◆ **What you are asked to do**
Pick out each row below that contains the string "window", and copy it. Match case exactly.

◆ **Records to use**

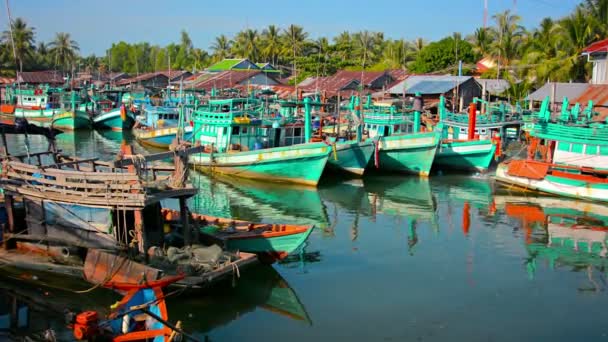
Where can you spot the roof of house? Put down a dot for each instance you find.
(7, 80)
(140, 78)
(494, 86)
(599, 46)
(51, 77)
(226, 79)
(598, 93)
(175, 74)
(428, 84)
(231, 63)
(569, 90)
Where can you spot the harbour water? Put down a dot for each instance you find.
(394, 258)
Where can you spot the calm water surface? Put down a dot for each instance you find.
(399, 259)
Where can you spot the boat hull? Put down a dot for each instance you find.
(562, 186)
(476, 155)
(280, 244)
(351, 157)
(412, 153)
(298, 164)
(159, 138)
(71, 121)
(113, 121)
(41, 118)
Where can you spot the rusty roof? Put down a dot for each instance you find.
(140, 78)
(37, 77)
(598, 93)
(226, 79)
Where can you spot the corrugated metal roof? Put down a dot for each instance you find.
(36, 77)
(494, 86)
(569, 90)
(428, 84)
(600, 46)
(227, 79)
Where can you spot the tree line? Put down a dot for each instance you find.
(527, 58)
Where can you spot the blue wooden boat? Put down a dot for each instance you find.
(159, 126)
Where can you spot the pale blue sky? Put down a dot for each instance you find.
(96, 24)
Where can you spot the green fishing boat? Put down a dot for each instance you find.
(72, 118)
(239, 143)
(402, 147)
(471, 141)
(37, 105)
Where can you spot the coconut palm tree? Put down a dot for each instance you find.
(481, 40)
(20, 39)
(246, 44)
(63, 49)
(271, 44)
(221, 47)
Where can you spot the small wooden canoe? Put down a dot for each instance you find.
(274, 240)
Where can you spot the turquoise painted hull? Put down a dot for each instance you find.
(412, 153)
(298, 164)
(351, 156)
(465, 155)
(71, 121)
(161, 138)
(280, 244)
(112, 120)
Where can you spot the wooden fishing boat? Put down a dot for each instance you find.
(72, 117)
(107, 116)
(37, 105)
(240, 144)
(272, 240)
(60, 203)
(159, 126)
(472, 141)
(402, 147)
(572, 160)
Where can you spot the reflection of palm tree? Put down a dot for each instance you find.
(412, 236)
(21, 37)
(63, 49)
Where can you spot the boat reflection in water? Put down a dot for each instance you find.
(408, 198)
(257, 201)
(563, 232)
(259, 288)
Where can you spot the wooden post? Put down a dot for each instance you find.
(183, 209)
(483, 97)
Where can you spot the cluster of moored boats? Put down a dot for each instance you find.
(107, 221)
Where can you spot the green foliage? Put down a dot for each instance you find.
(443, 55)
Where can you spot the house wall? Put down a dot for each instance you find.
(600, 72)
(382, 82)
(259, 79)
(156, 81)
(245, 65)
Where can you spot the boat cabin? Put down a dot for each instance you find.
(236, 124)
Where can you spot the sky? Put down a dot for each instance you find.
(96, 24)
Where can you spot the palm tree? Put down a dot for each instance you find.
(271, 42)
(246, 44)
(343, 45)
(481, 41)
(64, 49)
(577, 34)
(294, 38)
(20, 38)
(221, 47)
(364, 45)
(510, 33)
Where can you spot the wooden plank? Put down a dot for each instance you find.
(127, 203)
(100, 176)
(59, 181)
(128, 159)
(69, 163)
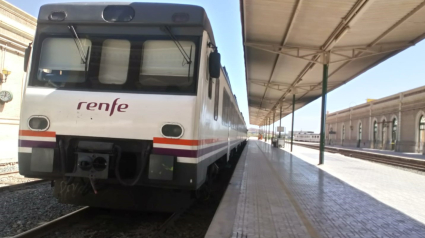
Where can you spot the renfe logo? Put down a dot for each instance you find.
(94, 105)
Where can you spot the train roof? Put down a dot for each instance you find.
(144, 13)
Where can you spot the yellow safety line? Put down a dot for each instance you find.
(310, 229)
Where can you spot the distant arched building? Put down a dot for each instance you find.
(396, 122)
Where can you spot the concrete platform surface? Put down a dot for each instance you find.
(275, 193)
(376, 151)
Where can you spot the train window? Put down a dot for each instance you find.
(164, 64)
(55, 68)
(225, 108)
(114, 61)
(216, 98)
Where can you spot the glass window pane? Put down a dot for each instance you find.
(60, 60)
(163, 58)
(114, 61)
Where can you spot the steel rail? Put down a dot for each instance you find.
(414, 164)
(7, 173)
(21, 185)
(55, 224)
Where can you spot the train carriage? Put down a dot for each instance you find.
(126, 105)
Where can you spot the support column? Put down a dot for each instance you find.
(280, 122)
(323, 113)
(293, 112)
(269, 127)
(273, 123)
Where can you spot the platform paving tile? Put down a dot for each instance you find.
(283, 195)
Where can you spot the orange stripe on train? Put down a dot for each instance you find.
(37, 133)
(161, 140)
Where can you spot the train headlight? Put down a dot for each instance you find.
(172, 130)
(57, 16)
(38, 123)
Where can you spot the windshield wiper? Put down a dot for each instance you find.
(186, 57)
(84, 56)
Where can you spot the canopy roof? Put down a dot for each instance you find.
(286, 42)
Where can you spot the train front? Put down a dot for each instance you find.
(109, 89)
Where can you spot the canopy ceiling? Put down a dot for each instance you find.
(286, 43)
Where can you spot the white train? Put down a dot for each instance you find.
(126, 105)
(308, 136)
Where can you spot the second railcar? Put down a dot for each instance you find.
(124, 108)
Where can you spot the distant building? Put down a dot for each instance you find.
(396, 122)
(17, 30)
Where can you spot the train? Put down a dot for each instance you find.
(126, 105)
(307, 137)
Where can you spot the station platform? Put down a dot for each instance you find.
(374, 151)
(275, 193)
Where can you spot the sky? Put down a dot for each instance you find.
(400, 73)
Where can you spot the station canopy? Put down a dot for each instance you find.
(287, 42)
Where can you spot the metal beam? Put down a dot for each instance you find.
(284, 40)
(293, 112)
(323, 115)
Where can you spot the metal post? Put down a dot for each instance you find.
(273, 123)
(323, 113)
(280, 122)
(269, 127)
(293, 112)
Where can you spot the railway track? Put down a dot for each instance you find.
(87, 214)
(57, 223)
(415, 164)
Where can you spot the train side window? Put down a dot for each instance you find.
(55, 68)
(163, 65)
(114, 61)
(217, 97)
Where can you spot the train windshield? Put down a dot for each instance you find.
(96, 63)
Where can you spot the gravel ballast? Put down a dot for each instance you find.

* * *

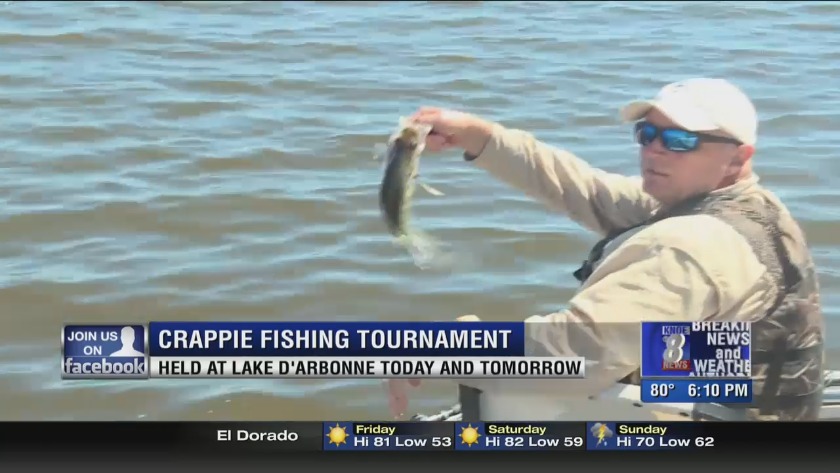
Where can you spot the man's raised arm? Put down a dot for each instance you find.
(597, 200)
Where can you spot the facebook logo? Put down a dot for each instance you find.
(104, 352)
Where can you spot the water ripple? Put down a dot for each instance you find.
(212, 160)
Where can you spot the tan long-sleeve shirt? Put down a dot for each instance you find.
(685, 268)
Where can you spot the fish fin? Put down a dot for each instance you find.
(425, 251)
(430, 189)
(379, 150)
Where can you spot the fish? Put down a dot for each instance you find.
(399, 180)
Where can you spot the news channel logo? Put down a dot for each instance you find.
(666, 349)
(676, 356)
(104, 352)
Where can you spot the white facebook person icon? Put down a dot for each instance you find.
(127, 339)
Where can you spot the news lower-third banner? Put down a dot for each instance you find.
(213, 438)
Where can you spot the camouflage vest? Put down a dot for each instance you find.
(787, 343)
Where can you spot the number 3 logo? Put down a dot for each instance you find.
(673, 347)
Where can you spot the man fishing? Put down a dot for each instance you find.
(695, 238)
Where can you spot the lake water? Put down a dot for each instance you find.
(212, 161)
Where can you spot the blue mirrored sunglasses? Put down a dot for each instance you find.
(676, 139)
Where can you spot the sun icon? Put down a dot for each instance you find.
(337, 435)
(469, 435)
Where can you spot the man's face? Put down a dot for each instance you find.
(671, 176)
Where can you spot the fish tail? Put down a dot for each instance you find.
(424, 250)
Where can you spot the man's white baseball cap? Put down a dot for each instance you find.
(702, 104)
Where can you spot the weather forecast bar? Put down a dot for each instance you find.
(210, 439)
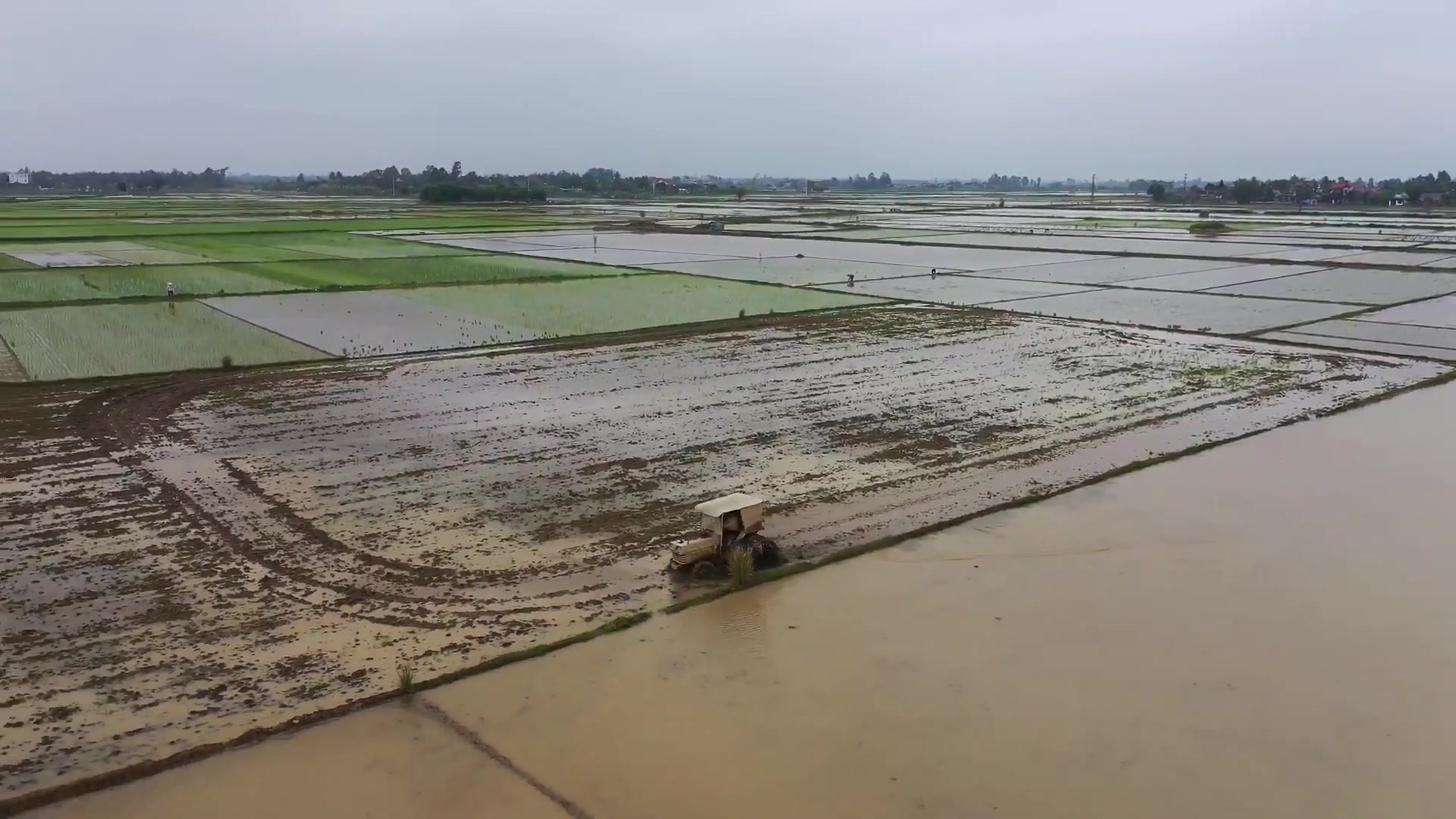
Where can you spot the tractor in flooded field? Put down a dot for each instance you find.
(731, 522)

* * *

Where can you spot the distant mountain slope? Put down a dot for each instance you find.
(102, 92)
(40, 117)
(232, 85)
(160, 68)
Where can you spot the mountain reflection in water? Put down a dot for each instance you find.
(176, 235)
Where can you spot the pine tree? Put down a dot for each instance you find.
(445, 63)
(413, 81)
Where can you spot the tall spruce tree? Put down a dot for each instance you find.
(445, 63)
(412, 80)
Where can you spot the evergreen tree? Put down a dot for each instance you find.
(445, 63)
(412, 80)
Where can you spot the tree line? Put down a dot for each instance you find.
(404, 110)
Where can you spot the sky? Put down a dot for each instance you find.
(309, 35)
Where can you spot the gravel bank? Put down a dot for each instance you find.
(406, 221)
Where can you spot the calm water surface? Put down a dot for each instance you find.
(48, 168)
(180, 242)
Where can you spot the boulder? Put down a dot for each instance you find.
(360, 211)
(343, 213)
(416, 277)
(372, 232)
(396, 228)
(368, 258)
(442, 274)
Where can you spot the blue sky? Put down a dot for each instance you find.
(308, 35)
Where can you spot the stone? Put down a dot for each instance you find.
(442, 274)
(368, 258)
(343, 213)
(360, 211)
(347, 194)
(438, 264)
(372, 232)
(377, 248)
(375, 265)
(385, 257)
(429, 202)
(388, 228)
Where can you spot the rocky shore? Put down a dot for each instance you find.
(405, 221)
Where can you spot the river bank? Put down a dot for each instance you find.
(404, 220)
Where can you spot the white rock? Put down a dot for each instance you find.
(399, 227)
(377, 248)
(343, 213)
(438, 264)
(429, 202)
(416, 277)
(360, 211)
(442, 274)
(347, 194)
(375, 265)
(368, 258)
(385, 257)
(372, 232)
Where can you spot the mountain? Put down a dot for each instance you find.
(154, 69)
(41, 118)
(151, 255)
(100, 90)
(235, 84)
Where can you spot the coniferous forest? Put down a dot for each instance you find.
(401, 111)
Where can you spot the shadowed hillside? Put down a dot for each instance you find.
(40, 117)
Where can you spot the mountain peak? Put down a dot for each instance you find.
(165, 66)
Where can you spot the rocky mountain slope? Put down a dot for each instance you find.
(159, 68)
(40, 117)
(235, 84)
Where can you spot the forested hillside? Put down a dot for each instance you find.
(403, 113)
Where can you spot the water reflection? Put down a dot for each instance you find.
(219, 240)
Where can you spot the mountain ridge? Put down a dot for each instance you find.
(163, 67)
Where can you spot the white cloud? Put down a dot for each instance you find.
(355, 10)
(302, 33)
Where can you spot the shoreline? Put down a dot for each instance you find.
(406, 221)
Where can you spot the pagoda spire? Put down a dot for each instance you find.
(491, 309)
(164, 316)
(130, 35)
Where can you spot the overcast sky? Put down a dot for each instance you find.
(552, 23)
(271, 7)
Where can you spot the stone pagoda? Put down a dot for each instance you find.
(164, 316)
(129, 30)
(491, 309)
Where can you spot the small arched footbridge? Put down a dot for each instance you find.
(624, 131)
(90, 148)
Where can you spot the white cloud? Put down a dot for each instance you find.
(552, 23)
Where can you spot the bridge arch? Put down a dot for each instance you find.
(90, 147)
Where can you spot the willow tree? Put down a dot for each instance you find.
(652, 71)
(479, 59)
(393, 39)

◆ **Task solution**
Where can you spot the train window? Put down a dot for each instance you find.
Where can you spot the glass window pane? Put down a dot for each instance you find.
Where can you spot the train side window? Put down a dot for each instance you find.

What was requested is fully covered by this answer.